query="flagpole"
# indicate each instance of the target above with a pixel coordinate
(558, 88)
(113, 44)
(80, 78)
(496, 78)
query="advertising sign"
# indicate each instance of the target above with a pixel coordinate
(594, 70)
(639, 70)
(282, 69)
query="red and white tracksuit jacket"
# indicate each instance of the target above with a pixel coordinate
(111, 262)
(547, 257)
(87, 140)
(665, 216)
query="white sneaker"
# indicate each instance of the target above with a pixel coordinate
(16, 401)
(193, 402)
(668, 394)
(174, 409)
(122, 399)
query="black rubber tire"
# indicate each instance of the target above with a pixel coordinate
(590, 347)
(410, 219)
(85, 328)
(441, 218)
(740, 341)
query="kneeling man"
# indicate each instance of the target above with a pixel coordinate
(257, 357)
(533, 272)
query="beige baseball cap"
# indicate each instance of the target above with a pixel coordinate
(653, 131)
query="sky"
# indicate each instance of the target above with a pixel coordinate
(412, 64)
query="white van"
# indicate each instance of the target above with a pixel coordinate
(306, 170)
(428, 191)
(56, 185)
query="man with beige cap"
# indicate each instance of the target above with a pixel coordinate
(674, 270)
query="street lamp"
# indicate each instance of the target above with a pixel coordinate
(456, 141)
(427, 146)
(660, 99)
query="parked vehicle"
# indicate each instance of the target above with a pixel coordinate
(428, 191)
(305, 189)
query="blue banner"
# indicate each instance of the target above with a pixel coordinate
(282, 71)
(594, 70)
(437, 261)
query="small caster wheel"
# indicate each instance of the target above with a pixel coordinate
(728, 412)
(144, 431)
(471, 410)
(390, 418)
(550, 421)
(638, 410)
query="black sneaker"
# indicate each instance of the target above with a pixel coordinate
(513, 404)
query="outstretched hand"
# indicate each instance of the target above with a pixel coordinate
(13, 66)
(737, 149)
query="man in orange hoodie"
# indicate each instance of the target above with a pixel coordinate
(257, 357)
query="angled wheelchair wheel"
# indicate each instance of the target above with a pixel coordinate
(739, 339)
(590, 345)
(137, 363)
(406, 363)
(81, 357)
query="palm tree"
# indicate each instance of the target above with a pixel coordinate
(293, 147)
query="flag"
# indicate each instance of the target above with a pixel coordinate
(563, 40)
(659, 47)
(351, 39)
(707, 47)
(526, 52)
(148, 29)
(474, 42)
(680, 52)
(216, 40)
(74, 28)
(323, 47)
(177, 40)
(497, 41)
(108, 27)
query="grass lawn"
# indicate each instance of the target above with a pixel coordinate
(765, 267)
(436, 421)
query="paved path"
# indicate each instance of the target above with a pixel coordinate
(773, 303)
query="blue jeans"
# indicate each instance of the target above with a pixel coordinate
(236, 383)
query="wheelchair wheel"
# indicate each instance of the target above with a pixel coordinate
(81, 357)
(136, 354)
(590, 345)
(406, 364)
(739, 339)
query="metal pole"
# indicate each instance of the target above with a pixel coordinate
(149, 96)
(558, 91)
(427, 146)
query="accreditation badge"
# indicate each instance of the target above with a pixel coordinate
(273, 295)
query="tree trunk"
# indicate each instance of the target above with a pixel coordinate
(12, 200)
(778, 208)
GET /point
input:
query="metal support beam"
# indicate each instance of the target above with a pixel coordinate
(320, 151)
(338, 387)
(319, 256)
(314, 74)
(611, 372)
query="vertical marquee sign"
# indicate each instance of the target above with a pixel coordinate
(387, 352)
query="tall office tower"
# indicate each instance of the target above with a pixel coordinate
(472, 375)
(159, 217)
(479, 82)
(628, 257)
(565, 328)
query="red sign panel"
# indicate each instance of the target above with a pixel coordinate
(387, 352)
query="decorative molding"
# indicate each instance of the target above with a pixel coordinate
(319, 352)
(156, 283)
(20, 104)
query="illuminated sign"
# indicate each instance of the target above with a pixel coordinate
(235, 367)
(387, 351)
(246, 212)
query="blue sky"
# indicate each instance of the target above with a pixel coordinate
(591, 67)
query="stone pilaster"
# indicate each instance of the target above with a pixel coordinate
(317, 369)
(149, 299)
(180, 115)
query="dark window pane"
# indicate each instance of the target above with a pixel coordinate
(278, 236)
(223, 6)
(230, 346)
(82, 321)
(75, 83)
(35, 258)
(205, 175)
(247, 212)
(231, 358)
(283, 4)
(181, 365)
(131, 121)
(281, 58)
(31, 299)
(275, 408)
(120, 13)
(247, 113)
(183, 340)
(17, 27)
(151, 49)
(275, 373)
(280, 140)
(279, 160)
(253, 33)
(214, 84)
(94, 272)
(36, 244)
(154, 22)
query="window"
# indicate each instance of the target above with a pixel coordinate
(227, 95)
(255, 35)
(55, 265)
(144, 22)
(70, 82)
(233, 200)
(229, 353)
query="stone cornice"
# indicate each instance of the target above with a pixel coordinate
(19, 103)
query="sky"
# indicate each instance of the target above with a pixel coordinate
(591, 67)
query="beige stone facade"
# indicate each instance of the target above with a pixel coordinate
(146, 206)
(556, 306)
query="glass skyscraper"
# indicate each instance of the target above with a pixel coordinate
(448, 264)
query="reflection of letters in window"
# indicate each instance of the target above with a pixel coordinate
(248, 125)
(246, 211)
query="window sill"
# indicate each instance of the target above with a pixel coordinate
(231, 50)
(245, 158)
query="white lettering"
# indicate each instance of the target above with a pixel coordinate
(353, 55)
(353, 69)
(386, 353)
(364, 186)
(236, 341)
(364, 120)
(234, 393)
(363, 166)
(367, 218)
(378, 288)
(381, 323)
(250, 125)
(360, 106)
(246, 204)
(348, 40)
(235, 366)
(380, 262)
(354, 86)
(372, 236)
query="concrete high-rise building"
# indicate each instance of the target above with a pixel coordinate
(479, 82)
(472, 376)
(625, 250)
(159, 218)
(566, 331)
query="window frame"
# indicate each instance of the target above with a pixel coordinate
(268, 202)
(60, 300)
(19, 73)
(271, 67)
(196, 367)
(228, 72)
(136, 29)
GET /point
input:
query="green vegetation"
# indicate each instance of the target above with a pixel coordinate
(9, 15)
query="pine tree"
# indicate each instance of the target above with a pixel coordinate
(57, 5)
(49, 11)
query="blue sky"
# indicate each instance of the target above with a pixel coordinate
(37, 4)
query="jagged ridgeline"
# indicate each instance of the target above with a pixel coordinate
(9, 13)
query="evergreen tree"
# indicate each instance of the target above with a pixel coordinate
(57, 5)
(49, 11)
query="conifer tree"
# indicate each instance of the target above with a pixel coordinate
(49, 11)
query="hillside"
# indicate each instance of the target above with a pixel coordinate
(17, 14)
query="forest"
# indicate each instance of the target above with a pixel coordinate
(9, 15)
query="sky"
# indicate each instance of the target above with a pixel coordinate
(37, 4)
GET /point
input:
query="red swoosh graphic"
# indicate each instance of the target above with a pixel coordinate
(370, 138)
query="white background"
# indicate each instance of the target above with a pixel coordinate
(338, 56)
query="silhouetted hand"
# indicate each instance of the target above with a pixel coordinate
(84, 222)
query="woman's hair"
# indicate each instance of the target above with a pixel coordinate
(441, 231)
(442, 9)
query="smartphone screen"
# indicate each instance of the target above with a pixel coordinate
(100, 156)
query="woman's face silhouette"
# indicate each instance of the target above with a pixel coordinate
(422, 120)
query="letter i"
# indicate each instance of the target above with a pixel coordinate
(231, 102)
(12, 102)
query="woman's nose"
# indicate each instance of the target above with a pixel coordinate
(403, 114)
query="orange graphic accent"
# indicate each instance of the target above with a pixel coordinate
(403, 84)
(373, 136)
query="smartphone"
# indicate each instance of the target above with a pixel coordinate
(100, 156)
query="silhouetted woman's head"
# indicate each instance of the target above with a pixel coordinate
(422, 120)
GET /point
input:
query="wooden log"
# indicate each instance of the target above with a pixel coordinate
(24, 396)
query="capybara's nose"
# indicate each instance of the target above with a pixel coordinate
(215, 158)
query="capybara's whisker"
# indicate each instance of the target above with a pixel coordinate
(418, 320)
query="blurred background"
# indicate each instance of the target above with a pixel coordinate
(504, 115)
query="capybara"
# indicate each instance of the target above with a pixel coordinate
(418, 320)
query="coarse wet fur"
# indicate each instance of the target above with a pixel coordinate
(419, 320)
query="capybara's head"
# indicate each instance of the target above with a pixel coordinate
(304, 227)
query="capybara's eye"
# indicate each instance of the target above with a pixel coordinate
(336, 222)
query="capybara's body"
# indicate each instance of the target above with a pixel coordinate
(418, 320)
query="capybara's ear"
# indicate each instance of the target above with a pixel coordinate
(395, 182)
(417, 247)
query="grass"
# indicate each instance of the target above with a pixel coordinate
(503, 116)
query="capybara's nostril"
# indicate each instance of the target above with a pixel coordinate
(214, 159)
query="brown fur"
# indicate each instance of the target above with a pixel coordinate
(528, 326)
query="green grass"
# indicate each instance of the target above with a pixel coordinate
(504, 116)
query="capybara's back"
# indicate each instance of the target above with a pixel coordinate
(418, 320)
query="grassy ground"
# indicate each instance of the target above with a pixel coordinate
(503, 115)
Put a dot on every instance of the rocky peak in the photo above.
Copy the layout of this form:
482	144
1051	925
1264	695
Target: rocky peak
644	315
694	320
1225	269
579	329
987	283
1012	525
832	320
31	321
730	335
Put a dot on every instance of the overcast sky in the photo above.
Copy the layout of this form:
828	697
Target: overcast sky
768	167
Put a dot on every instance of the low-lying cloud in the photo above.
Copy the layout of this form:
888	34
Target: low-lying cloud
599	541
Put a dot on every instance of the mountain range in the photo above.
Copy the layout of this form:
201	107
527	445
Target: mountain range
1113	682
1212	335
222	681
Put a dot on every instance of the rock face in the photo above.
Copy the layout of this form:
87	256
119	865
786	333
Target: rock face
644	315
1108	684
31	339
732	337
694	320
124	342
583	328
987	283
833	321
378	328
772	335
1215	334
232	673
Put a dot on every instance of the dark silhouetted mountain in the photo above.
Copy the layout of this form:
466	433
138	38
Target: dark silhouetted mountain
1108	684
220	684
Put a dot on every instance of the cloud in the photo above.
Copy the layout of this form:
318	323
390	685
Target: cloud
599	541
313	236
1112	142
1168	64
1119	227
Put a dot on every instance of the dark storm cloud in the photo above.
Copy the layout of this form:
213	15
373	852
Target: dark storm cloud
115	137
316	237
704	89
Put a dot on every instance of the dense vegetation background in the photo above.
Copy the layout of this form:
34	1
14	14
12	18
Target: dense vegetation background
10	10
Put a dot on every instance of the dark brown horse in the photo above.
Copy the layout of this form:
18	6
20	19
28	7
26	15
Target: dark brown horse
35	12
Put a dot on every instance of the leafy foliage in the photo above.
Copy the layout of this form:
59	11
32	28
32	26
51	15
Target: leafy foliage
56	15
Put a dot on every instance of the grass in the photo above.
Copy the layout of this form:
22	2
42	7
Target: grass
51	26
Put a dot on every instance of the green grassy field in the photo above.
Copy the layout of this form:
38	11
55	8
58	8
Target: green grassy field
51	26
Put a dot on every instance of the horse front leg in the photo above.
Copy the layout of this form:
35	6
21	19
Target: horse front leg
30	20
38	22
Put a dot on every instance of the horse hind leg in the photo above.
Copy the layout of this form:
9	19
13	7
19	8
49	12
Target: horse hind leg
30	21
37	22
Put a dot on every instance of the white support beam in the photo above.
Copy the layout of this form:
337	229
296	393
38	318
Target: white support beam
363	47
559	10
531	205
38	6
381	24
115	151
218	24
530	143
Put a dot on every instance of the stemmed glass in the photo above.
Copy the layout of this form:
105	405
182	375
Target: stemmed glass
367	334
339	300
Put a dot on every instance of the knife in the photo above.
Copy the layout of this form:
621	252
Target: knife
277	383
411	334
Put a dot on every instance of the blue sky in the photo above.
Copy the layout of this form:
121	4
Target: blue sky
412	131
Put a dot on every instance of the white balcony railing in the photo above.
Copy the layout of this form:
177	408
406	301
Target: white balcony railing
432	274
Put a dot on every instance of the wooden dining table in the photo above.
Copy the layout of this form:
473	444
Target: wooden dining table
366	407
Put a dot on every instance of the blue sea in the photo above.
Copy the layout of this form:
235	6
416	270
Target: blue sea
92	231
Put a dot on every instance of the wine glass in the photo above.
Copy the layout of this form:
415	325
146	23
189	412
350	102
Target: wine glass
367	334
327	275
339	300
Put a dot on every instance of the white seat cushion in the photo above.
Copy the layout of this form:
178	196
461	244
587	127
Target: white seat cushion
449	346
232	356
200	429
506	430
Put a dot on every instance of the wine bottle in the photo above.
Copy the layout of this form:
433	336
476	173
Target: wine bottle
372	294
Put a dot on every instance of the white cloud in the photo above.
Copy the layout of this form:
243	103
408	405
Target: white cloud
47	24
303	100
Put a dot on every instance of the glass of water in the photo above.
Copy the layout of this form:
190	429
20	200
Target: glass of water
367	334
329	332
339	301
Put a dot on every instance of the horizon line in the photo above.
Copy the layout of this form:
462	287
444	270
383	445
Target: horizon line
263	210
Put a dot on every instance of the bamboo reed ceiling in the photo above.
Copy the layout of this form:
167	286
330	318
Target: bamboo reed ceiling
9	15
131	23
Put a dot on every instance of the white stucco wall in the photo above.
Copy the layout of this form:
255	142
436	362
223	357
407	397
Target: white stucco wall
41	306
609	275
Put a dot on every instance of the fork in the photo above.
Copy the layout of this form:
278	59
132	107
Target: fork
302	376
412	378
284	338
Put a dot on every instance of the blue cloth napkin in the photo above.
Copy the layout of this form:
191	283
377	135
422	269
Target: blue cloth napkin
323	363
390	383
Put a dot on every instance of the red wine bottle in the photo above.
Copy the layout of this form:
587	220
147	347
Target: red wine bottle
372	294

+++

* [Problem details]: Before answering, check every line of the records for the string "metal", then state how many lines have it, with the number only.

* [Exercise response]: 2